Start of EXTRACTED DATA

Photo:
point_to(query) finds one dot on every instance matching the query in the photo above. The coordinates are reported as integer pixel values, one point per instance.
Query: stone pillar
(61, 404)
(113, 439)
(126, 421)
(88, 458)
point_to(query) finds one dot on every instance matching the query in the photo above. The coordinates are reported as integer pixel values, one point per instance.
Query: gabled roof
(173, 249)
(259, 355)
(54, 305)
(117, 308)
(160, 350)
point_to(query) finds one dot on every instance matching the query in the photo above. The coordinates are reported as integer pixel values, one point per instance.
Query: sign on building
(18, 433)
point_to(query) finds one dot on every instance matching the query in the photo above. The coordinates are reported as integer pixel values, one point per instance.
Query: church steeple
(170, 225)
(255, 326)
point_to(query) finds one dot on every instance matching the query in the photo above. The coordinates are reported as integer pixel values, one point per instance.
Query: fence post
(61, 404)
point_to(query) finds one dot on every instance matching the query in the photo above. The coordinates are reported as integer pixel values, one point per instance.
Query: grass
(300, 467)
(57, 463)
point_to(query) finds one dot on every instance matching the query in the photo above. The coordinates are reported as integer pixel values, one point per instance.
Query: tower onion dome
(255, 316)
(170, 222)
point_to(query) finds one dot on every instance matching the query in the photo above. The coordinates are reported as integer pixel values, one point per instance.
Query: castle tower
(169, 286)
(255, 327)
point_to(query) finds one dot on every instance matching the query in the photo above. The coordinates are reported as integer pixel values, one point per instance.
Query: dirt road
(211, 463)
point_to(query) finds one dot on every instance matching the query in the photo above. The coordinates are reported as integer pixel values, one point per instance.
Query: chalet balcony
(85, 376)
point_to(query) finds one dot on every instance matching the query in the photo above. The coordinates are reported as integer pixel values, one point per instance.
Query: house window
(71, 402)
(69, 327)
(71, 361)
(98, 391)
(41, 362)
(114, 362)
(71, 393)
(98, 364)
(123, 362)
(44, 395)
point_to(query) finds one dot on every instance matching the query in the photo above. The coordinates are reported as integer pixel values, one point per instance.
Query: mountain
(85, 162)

End of EXTRACTED DATA

*INSTRUCTIONS TO FOLLOW*
Lines from the one containing "Query: chalet balcony" to the last line above, both included: copy these exactly and write nothing else.

*THE COMPLETED TASK*
Query: chalet balcony
(85, 376)
point_to(query) finds one dot on every instance matching the query in the photo above. The coordinates are reported as integer pixel values, one point per instance.
Query: house window
(71, 402)
(69, 327)
(71, 361)
(98, 391)
(41, 362)
(114, 362)
(71, 393)
(98, 364)
(123, 362)
(44, 395)
point_to(query) finds one dot on every instance matching the query in the photo above. The coordinates are reported as integer pixel values, one point per instance.
Query: mountain
(85, 162)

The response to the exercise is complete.